___ TEXTE FOURNI

A l’occasion de l’opération « j’achète un livre péi », visant à promouvoir et valoriser la littérature réunionnaise, la médiathèque Alain Peters, au Moufia, a reçu l’écrivain Jean-François Samlong pour une rencontre autour de son œuvre. S’il est vrai que la littérature jeunesse est en pleine expansion à la Réunion, qu’en est-il du roman ? Nous sommes toujours à la recherche de la relève dans l’écriture poétique, romanesque, dit-il. C’est le but des ateliers d’écriture en résidence organisés depuis 2013, en partenariat avec le Ministère de la culture (DAC-oI) et la Région Réunion, dans la mesure où les écrivains débutants méritent d’être encouragés. Il faut les aider à élever leur niveau d’écriture, à se faire éditer dans des maisons d’édition locales mais surtout nationales. Aujourd’hui, beaucoup d’écrivains se contentent de l’autoédition. Ils doivent viser plus haut, beaucoup plus haut, bref, avoir une saine ambition.
JFSL partage son enthousiasme de l’écriture dans ses ateliers et c’est donnant donnant : il donne autant qu’il reçoit, et cette énergie lui permet de se lancer dans l’écriture de nouveaux manuscrits. Cette rencontre permet de maintenir le feu sacré pour dire ce qu’il a encore à dire.
JFSL écrit des romans depuis 1982 (Terre arrachée, Madame Desbassayns, Zoura, La nuit cyclone, L’arbre de violence, L’Empreinte française, Une guillotine dans un train de nuit, En eaux troubles, Hallali pour un chasseur…), et il est édité chez Stock, Grasset ; ses trois derniers romans ont paru dans la collection « continents noirs » des éditions Gallimard.
JFSL est toujours en mouvement, l’œuvre est loin d’être achevée et son dernier roman devrait paraître dès l’année prochaine. L’aventure de l’écriture continue…
JFSL : qui est-il ?
Pour Marie-Claude David-Fontaine, il est considéré aujourd’hui comme l’un des écrivains majeurs de la littérature réunionnaise (il s’agit de la littérature réunionnaise d’expression française ou d’expression créole) et comme l’un des militants culturels les plus ardents.

______
___ DONNÉES

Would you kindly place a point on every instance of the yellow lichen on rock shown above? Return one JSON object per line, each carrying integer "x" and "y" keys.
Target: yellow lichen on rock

______

ACTIVITÉ A: Récrivez sous forme de liste le paragraphe du texte fourni qui commence par « JFSL écrit des romans depuis 1982 », en conservant ses faits principaux.
ACTIVITÉ B: Modifiez le passage du texte fourni allant de « JFSL écrit des » à « qui est-il ? » en remplaçant « son dernier roman » par « son prochain roman ».

RÉSULTAT A:
- Romancier depuis 1982.
- Romans : Terre arrachée, Madame Desbassayns, Zoura, La nuit cyclone, L’arbre de violence, L’Empreinte française, Une guillotine dans un train de nuit, En eaux troubles, Hallali pour un chasseur…
- Éditeurs : Stock, Grasset.
- Ses trois derniers romans ont paru chez Gallimard, dans la collection « continents noirs ».

RÉSULTAT B:
JFSL écrit des romans depuis 1982 (Terre arrachée, Madame Desbassayns, Zoura, La nuit cyclone, L’arbre de violence, L’Empreinte française, Une guillotine dans un train de nuit, En eaux troubles, Hallali pour un chasseur…), et il est édité chez Stock, Grasset ; ses trois derniers romans ont paru dans la collection « continents noirs » des éditions Gallimard.
JFSL est toujours en mouvement, l’œuvre est loin d’être achevée et son prochain roman devrait paraître dès l’année prochaine. L’aventure de l’écriture continue…
JFSL : qui est-il ?